## WHAT THE EXERCISE ASKS
Should the word "pixels" occur in a line of the records, copy that line.

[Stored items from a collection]

◆ ◆ ◆ ◆ ◆ ◆ ◆

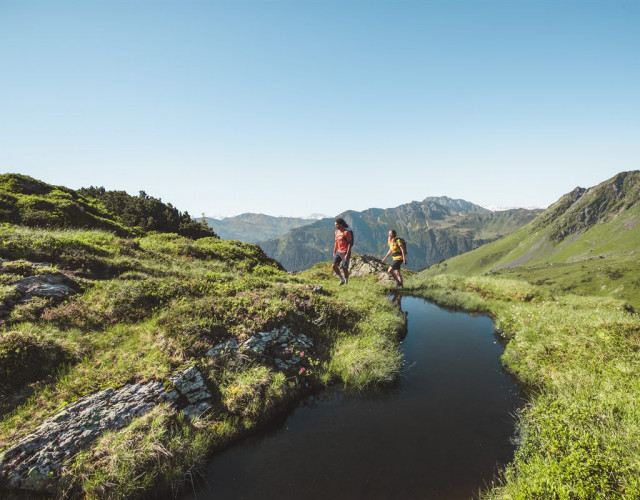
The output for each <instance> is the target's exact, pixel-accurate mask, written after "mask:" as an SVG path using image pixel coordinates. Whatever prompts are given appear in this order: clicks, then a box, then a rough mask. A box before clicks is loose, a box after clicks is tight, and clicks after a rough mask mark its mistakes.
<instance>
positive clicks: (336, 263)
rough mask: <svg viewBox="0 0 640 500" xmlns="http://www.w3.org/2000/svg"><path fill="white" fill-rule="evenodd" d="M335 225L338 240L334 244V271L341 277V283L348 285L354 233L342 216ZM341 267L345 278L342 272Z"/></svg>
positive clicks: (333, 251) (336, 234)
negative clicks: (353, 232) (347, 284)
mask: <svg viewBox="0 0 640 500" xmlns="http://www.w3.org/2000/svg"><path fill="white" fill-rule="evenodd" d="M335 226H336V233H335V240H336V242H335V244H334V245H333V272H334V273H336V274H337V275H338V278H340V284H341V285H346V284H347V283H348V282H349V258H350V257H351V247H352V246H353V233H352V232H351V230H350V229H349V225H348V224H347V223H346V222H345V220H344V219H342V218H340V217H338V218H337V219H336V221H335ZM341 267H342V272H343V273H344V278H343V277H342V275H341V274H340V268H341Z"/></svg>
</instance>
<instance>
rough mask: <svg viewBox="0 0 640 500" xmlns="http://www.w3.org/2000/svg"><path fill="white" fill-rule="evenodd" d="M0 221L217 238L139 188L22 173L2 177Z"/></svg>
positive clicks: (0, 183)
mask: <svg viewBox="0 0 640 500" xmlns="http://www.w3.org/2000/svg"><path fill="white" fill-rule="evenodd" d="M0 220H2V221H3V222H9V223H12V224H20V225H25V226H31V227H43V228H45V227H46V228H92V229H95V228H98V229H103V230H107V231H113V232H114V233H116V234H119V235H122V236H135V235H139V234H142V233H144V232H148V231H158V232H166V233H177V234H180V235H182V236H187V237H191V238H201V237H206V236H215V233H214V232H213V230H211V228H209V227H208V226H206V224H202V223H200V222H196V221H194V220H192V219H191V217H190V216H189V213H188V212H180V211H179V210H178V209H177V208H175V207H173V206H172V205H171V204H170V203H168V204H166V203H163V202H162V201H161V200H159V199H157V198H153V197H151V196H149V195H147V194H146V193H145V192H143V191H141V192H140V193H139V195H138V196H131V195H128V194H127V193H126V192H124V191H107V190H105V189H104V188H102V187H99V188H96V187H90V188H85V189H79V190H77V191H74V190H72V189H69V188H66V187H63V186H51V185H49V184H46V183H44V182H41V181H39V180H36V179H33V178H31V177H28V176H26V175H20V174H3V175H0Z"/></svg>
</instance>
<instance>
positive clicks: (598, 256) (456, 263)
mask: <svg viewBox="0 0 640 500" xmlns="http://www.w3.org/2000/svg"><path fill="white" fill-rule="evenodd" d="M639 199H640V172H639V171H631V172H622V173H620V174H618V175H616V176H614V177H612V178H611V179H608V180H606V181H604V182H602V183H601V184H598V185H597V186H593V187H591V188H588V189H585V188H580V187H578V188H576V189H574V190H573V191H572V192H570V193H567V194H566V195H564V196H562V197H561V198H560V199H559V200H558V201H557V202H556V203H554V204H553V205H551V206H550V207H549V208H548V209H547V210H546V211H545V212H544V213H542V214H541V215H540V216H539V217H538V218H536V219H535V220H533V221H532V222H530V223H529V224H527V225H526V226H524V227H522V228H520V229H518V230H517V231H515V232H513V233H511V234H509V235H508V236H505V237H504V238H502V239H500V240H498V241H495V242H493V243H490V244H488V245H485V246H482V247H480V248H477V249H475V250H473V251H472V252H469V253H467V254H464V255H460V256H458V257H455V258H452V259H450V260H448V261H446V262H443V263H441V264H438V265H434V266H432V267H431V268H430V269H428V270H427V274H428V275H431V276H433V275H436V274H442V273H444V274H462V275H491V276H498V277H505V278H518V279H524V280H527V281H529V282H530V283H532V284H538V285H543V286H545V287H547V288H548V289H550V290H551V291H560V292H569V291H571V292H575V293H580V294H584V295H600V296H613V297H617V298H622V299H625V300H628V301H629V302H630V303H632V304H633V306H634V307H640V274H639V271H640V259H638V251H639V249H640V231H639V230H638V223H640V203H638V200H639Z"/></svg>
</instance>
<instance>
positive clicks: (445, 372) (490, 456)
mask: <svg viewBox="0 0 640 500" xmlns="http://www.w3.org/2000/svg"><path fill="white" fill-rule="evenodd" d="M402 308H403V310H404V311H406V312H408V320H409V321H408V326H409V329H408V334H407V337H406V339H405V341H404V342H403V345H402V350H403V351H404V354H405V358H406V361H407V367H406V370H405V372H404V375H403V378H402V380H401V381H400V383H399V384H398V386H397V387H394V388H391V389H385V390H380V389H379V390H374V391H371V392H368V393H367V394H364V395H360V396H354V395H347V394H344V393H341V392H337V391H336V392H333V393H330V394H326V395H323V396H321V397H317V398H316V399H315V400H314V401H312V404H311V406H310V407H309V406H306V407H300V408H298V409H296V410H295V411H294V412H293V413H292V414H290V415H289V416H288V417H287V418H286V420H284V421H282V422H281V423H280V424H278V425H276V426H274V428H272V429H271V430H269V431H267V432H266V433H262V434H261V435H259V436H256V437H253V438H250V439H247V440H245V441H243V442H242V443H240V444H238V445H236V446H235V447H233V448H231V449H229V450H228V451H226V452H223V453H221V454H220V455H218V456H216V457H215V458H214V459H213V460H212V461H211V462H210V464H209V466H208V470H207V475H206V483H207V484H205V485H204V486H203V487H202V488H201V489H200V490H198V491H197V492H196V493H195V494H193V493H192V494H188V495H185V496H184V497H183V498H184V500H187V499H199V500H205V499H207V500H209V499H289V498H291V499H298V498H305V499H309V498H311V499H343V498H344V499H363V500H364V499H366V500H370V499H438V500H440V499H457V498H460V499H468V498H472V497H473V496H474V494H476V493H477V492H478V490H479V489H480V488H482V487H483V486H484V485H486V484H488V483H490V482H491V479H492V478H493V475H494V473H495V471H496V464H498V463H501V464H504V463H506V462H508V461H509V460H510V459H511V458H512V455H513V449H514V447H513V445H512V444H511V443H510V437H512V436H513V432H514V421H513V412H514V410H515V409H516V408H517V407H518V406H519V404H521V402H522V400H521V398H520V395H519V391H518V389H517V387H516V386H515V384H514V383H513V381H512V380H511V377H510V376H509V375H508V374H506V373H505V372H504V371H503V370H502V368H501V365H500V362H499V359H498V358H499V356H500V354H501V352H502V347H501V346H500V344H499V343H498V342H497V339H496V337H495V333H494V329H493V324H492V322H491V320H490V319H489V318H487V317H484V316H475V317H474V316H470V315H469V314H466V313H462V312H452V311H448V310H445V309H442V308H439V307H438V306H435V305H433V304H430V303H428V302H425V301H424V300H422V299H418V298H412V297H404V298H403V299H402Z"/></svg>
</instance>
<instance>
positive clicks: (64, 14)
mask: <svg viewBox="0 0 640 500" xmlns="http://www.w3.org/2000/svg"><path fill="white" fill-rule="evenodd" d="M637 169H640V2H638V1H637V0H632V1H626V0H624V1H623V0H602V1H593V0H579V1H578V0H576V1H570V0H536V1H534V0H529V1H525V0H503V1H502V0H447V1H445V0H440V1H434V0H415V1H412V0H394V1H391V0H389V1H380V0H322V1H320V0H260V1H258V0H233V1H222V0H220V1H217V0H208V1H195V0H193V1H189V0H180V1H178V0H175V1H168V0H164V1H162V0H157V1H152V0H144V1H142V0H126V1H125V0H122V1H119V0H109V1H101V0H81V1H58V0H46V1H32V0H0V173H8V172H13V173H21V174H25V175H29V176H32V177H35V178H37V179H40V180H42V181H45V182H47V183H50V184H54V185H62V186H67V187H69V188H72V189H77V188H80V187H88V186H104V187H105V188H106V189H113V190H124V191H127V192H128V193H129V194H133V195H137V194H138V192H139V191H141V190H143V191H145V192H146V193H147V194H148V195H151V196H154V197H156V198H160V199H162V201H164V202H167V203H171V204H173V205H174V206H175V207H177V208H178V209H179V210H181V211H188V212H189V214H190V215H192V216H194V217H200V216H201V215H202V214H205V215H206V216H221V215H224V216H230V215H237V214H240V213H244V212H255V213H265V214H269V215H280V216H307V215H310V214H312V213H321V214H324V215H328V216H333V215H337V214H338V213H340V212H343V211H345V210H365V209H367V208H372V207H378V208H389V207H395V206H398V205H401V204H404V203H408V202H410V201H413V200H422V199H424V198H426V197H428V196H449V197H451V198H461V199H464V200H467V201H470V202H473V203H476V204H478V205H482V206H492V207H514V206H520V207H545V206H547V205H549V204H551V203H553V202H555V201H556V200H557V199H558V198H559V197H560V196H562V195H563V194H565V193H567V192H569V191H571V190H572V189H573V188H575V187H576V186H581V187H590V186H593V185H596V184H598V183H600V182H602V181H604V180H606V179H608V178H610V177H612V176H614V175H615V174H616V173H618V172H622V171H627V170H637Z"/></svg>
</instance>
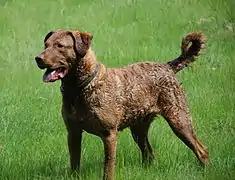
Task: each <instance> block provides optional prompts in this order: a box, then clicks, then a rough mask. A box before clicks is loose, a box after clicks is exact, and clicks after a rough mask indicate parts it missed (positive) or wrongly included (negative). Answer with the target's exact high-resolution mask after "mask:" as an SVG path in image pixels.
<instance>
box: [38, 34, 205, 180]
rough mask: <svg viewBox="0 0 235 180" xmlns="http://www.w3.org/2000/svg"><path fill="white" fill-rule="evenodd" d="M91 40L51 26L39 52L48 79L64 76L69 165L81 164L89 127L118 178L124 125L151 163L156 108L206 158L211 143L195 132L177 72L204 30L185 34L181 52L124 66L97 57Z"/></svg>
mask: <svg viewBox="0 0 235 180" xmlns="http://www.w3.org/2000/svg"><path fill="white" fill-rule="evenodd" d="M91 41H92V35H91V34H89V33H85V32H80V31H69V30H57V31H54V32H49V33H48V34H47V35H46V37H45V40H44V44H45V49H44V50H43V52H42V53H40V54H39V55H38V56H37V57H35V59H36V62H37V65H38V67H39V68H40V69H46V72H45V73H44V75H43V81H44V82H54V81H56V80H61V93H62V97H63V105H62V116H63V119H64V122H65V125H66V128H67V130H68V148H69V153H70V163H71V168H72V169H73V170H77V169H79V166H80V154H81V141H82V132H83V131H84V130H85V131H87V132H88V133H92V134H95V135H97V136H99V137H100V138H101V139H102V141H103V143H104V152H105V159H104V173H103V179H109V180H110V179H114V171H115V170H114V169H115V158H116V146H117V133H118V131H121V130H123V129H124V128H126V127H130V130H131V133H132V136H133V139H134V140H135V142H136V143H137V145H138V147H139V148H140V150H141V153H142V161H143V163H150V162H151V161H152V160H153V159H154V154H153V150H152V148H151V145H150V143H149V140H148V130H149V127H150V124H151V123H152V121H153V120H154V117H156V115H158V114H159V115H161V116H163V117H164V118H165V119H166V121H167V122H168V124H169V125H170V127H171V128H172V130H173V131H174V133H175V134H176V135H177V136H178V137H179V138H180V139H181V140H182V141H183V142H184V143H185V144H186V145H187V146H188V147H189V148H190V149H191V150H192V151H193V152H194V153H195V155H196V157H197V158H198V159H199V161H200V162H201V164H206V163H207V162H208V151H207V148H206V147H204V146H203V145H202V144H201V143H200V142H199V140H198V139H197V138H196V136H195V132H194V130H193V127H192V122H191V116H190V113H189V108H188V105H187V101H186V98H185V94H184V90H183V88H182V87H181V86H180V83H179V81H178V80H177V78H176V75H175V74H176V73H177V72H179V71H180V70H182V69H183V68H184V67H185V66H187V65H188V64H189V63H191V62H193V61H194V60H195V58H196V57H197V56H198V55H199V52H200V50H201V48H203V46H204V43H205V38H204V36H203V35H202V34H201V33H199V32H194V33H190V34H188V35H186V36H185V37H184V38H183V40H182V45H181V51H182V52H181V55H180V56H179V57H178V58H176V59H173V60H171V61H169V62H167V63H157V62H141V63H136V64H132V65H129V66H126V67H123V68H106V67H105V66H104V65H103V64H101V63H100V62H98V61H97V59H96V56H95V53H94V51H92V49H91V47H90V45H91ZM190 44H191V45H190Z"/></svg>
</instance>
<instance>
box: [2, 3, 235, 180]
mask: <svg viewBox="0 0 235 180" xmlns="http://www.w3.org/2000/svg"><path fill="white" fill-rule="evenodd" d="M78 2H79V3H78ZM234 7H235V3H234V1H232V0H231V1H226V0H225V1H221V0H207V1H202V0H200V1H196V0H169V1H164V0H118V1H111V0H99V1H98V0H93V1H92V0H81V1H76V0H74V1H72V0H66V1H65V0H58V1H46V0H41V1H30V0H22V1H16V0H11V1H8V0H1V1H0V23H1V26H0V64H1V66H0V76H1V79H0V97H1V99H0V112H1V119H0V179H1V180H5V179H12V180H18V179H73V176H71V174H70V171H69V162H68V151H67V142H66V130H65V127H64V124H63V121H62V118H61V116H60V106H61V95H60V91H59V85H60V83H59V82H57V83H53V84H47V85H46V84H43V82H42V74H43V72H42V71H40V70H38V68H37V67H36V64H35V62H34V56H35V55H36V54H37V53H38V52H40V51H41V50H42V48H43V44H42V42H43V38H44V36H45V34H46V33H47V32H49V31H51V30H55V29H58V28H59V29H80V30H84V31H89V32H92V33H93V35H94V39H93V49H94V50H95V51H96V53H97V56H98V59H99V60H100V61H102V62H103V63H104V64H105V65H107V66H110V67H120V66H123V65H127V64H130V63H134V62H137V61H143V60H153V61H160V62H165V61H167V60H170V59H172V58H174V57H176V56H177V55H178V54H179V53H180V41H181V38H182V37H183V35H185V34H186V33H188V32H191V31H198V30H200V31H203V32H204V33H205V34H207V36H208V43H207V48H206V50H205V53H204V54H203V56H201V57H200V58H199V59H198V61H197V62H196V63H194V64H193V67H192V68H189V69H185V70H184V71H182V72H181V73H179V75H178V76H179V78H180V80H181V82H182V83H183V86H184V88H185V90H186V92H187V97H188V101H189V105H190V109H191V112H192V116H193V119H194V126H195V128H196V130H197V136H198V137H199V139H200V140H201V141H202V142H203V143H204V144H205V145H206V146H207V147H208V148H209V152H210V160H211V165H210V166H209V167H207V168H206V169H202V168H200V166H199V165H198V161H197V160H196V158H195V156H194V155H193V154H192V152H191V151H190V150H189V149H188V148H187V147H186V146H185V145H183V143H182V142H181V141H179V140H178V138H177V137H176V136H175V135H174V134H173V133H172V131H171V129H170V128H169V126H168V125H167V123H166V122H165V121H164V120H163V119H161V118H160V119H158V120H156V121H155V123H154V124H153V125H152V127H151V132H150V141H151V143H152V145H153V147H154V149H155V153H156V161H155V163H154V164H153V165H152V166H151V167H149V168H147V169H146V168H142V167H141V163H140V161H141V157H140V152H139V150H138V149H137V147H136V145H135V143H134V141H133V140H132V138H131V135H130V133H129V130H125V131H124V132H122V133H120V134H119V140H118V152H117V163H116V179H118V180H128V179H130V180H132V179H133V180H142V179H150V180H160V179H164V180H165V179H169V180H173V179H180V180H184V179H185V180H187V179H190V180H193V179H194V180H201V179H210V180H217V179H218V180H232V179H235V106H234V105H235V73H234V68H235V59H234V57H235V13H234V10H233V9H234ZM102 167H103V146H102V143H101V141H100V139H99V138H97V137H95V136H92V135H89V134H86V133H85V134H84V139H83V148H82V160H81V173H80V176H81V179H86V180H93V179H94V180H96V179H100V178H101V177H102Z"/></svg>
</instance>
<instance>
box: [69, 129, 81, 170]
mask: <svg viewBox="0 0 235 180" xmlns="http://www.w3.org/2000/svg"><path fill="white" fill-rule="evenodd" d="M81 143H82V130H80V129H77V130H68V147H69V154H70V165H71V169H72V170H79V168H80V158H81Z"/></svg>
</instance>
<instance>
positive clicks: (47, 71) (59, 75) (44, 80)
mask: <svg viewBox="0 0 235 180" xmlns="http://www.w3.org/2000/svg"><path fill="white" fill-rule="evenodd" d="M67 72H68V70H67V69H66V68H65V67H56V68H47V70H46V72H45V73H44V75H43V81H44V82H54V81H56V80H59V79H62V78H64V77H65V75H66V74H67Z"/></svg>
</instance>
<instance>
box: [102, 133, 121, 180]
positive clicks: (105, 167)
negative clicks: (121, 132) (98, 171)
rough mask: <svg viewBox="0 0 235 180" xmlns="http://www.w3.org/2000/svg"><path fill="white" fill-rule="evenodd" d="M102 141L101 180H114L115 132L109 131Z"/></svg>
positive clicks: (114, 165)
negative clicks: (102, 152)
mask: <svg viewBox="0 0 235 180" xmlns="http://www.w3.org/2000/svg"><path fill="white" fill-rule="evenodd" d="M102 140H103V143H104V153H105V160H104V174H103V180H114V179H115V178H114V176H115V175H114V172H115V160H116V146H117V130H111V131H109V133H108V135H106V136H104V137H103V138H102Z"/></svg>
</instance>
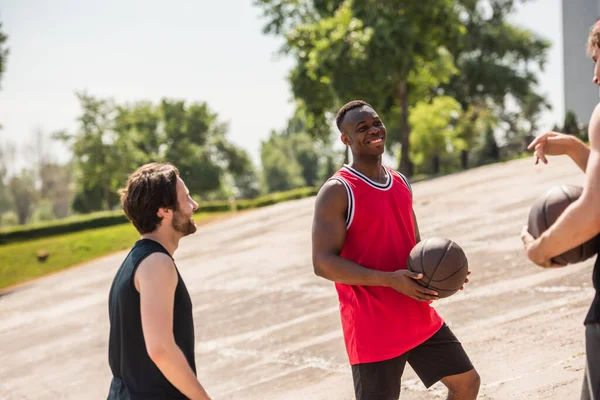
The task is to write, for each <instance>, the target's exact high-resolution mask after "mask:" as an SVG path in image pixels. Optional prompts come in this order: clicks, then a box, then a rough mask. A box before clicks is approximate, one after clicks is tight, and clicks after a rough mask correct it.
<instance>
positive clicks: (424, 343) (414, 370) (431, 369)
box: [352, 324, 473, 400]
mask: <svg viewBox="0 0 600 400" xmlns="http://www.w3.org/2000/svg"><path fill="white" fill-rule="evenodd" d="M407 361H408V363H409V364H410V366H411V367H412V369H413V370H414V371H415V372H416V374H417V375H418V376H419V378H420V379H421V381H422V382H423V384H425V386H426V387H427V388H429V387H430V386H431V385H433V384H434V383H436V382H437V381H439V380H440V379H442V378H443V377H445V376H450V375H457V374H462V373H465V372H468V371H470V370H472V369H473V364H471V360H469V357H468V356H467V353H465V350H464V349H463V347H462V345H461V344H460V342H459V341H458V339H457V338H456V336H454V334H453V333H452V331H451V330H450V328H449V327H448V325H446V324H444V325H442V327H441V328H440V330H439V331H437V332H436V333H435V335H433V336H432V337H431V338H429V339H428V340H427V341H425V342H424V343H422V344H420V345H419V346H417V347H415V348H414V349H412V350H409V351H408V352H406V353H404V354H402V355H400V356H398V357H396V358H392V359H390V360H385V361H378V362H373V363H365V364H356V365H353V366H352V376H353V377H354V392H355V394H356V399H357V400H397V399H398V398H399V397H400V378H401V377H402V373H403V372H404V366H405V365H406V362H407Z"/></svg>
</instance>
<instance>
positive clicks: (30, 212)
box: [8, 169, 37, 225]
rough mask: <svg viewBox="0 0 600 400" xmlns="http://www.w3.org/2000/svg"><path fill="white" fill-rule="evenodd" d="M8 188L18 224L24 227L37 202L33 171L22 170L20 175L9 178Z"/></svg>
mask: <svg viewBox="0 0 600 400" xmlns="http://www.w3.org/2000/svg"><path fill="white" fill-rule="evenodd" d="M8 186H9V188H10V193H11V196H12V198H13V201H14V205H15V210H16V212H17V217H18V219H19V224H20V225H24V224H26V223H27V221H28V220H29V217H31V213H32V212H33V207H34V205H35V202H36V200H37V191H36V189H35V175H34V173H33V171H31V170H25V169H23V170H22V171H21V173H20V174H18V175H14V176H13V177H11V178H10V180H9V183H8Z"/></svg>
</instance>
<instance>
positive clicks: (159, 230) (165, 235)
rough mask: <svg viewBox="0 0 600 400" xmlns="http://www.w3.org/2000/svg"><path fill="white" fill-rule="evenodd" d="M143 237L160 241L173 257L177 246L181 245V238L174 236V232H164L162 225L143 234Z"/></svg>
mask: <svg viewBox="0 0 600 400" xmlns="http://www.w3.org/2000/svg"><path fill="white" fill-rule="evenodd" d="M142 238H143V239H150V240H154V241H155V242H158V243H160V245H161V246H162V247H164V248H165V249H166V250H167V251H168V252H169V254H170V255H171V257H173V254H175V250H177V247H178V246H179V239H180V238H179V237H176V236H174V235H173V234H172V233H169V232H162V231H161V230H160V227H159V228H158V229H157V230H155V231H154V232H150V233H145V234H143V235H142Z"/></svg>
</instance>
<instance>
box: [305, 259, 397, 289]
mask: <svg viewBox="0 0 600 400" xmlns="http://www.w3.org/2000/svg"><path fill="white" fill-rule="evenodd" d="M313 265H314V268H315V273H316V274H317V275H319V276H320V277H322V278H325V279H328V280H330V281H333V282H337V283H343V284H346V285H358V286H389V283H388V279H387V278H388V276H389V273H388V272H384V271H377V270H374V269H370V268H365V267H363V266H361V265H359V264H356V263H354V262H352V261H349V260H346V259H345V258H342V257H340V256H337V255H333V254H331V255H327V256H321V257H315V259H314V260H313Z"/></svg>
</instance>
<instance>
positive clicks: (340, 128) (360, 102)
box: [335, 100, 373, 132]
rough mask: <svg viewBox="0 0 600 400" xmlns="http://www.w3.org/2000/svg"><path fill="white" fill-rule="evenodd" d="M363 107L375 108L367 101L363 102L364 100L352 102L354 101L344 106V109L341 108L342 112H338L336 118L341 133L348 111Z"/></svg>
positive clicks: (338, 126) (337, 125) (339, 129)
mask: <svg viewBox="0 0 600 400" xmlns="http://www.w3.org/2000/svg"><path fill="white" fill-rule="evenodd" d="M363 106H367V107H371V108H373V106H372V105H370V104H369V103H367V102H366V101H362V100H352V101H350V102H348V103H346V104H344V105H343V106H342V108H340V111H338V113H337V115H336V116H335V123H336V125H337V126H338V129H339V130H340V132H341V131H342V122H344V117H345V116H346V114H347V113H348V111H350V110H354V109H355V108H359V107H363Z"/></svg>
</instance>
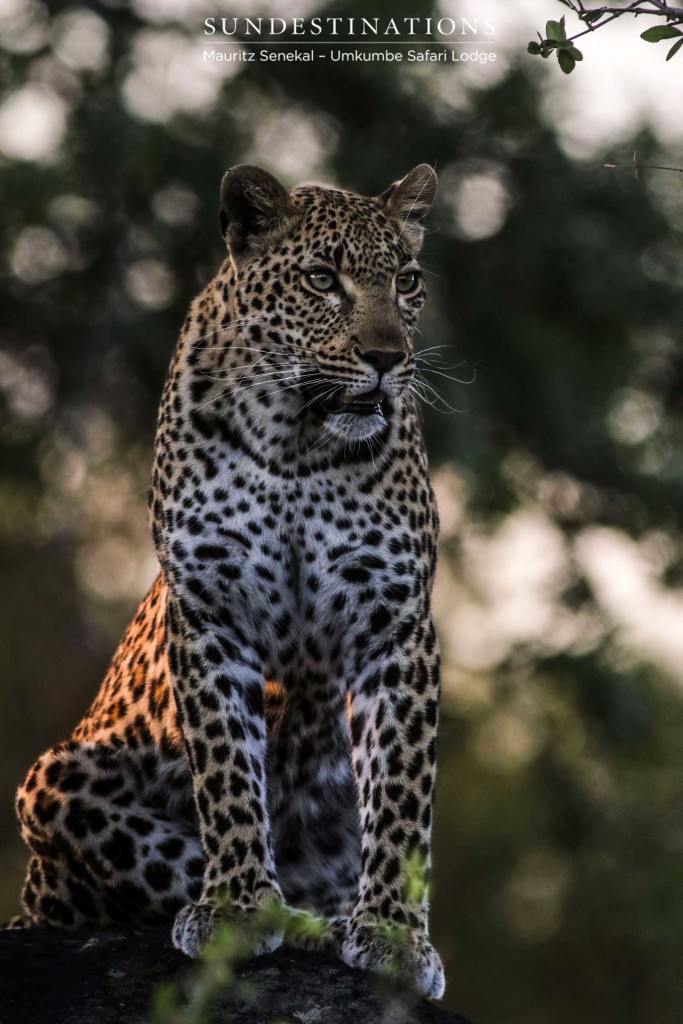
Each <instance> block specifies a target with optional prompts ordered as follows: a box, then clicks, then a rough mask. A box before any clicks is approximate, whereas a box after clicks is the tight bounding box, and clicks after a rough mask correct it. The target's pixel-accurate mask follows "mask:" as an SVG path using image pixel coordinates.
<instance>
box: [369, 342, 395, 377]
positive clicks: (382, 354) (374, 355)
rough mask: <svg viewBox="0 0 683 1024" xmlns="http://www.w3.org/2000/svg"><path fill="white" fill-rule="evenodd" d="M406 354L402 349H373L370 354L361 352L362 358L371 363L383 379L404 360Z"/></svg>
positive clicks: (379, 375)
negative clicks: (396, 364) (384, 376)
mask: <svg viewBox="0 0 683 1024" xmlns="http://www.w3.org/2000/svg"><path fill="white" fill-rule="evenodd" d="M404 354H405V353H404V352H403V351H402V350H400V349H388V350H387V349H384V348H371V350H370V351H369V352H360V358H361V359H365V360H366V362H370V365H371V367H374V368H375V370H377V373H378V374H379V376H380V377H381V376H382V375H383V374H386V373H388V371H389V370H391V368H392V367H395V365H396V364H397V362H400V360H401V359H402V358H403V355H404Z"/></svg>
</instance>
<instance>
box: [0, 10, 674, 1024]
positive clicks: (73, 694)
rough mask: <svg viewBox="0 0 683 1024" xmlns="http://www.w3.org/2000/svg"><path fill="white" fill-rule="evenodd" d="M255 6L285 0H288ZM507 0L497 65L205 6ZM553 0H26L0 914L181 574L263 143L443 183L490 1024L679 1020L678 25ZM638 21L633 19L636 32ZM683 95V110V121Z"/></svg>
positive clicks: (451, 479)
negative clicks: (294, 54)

◆ ◆ ◆ ◆ ◆ ◆ ◆

## TASK OUTPUT
Task: each <instance> block provides optional prompts in this order: a box, then clicks, then a rough mask. A box before clicks is loose, a box after clicks is exact, and clicks after a rough mask indicate parts it missed (positive) or wrongly included (negative). Answer with the target's exact high-resolution mask after "mask:" as an SVG path in image pixels.
The task is to write, for each <instance>, the target's exact high-resolution mask after "mask:" as an SVG path in image pixels. Optional prompts come in this order: clicks, then a box, then a rough mask. A box before clicks is approximate, one after clicks is tight, and clicks after a rough mask correct it.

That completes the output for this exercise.